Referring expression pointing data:
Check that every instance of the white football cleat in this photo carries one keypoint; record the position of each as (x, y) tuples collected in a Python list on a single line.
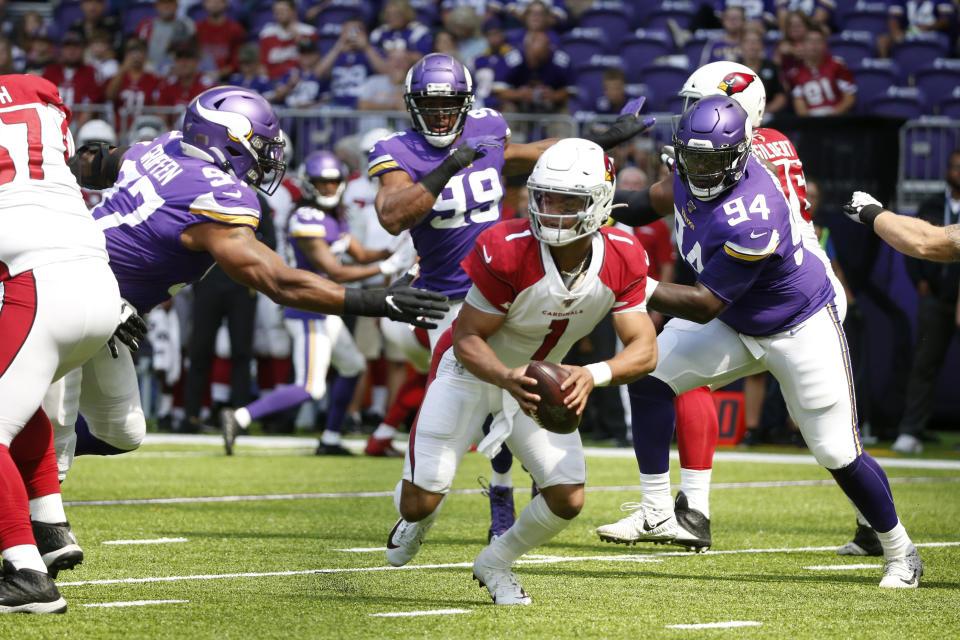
[(643, 525), (405, 539), (903, 572), (503, 584)]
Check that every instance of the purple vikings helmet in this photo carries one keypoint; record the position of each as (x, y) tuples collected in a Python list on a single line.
[(237, 130), (434, 76), (323, 165), (712, 143)]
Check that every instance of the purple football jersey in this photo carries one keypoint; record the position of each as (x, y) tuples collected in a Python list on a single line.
[(161, 192), (308, 222), (747, 249), (470, 202)]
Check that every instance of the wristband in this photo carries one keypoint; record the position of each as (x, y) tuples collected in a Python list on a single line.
[(436, 180), (601, 373), (651, 287), (869, 213)]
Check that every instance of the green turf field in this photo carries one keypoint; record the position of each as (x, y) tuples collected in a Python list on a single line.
[(299, 566)]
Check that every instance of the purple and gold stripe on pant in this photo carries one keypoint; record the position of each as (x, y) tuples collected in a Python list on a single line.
[(848, 369)]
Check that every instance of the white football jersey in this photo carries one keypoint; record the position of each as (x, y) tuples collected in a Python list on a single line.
[(515, 275), (42, 212)]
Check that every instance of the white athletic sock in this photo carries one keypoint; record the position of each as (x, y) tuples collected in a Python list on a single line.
[(24, 556), (695, 484), (895, 542), (330, 438), (384, 432), (378, 400), (656, 491), (48, 509), (501, 479), (243, 417), (535, 525)]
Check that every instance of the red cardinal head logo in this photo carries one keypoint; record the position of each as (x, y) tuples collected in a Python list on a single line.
[(735, 82)]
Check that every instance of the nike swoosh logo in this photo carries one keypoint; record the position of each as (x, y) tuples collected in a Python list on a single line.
[(649, 527), (390, 544)]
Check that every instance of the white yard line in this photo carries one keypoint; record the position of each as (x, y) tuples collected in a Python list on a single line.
[(842, 567), (389, 494), (354, 444), (435, 612), (532, 560), (716, 625), (153, 541), (134, 603)]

**About this exercise:** Repeat exactly the lines from the line containing "Check that every instance of the white yard" through the last line of the records above, including both, and nothing else.

**Your solution:**
Check that every instance of the white yard line in this photo carries one keypoint; record the position of each as (x, y) tuples collected in a Python list on a single line.
[(842, 567), (389, 494), (354, 444), (435, 612), (532, 560), (716, 625), (153, 541), (134, 603)]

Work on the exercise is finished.